• THE EXERCISE: Put each line of the listing below into a Markdown table with two columns, Number and Text, numbering the rows in order and leaving out blank lines.

• PROVIDED RECORDS:
********

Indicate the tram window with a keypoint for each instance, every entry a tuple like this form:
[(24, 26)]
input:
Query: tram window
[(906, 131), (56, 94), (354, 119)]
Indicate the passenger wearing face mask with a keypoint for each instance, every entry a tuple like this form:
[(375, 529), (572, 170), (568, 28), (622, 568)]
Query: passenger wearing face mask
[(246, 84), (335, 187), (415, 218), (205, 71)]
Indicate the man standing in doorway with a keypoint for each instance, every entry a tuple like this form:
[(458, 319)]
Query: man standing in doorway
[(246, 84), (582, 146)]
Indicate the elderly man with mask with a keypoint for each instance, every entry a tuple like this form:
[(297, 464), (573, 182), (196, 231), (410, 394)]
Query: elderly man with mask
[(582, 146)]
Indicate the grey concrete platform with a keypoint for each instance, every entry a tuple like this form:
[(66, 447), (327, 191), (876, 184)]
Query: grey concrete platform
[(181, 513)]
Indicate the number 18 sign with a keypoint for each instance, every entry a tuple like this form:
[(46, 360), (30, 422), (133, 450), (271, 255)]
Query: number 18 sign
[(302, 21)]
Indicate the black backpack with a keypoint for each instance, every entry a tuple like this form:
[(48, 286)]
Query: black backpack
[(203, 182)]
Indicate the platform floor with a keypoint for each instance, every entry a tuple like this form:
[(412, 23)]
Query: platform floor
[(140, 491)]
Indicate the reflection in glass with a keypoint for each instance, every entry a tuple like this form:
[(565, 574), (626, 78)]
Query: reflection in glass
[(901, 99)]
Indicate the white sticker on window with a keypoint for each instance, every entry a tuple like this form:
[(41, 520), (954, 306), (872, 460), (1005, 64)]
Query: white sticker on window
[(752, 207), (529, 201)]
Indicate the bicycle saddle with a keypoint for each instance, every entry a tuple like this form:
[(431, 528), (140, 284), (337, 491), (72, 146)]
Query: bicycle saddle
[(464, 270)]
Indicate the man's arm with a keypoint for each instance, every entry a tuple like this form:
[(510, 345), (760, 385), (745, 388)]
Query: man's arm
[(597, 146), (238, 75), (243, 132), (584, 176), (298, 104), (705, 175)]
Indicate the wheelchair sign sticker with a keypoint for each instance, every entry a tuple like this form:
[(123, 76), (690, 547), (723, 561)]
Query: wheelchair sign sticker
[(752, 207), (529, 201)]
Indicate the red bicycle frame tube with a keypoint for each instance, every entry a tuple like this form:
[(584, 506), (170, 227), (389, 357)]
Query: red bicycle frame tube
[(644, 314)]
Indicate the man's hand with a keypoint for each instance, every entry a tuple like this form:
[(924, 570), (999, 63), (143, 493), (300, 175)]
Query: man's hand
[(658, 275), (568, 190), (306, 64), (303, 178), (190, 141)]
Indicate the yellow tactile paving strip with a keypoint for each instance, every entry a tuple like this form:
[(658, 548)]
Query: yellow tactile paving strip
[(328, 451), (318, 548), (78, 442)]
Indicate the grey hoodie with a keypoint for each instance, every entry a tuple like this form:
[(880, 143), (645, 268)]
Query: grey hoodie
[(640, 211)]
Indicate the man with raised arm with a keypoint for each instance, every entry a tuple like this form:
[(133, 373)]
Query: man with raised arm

********

• RESULT FOR THIS TASK:
| Number | Text |
|---|---|
| 1 | Indicate the tram window with a keypoint for each instance, every entry a tuple like this form: |
| 2 | [(24, 26)] |
| 3 | input: |
| 4 | Query: tram window |
| 5 | [(906, 131), (56, 94), (354, 119)] |
| 6 | Indicate the passenger wearing face mask with a keypoint for each instance, every entry a tuple like this form: |
| 7 | [(375, 529), (572, 170), (568, 28), (622, 568)] |
| 8 | Query: passenger wearing face mask |
| 9 | [(246, 84), (335, 187), (415, 218), (205, 71)] |
| 10 | Indicate the man standing in doorway with a keypoint for each instance, every entry a tuple like this form: |
| 11 | [(458, 319)] |
| 12 | Query: man standing in doorway |
| 13 | [(246, 84), (582, 146)] |
| 14 | Indicate the elderly man with mask with a keypoint for each instance, every entry a tuple like this form: |
| 15 | [(297, 464), (573, 182), (196, 231), (410, 394)] |
| 16 | Query: elderly man with mask |
| 17 | [(582, 146)] |
| 18 | Indicate the grey concrete platform with a keypoint for each instance, every entry a tuple like this form: |
| 19 | [(66, 447), (327, 191), (876, 184)] |
| 20 | Query: grey concrete platform |
| 21 | [(181, 513)] |
| 22 | Indicate the number 18 sign with a keypoint for each instance, every entry a tuple like this form: |
| 23 | [(46, 360), (30, 422), (133, 450), (271, 255)] |
| 24 | Query: number 18 sign |
| 25 | [(302, 21)] |
| 26 | Indicate the black backpack with a keypoint for each instance, every entry a tuple like this form: |
| 27 | [(48, 286)] |
| 28 | Query: black backpack |
| 29 | [(203, 182)] |
| 30 | Indicate the platform floor with a keypoint for each instance, every entry a tuple like this form: |
| 31 | [(412, 23)] |
| 32 | Query: platform floor |
| 33 | [(140, 491)] |
| 34 | Indicate the reflection in glass with a keypoint for each instance, every entry a tuple like this form: |
| 35 | [(565, 574), (626, 78)] |
| 36 | Query: reflection in glass |
| 37 | [(901, 99)] |
| 38 | Indicate the white sticker on window with a keypoint for each instance, every entry a tuple like this form: |
| 39 | [(41, 520), (954, 306), (872, 460), (1005, 64)] |
| 40 | Query: white sticker on window |
| 41 | [(752, 207), (529, 201)] |
| 42 | Indicate the bicycle saddle with a keypoint for each instance, every entry a tuple like this form: |
| 43 | [(431, 528), (140, 284), (337, 491), (72, 146)] |
| 44 | Query: bicycle saddle |
| 45 | [(464, 270)] |
| 46 | Indicate the man's arm with a keypoint for each instance, every entry a tuple like this form: |
| 47 | [(510, 345), (760, 385), (745, 388)] |
| 48 | Query: man's arm |
| 49 | [(597, 146), (238, 75), (243, 132), (584, 176), (298, 104), (705, 175)] |
| 50 | Indicate the wheelchair sign sticker with a keypoint for each instance, every entry a tuple like this form: |
| 51 | [(123, 76), (690, 547), (723, 561)] |
| 52 | Query: wheelchair sign sticker |
| 53 | [(752, 207), (529, 201)] |
| 54 | Indicate the red bicycle frame tube with a keypoint for each instance, every entry a tuple like this form: |
| 55 | [(584, 506), (170, 227), (389, 357)] |
| 56 | Query: red bicycle frame tube |
| 57 | [(644, 314)] |
| 58 | Indicate the man's hand with a keypoint for each instance, every entry a tuple like this form: |
| 59 | [(924, 570), (999, 63), (143, 493), (300, 175)] |
| 60 | Query: man's hand |
| 61 | [(658, 275), (568, 190), (306, 64), (303, 178), (190, 141)] |
| 62 | Indicate the yellow tactile paving strip with a keypoint for each instance, every entry a tuple like this form: |
| 63 | [(658, 548)] |
| 64 | Query: yellow tactile paving strip |
| 65 | [(328, 451), (318, 548), (78, 442)] |
| 66 | Indicate the grey hoodie with a keypoint for each instance, every entry a tuple like this form: |
| 67 | [(880, 143), (645, 268)] |
| 68 | Query: grey hoodie |
| 69 | [(640, 211)] |
| 70 | Indicate the man with raised arm with a keypoint for each instance, every entry a tuple like this form: |
| 71 | [(133, 373)] |
| 72 | Query: man with raised arm |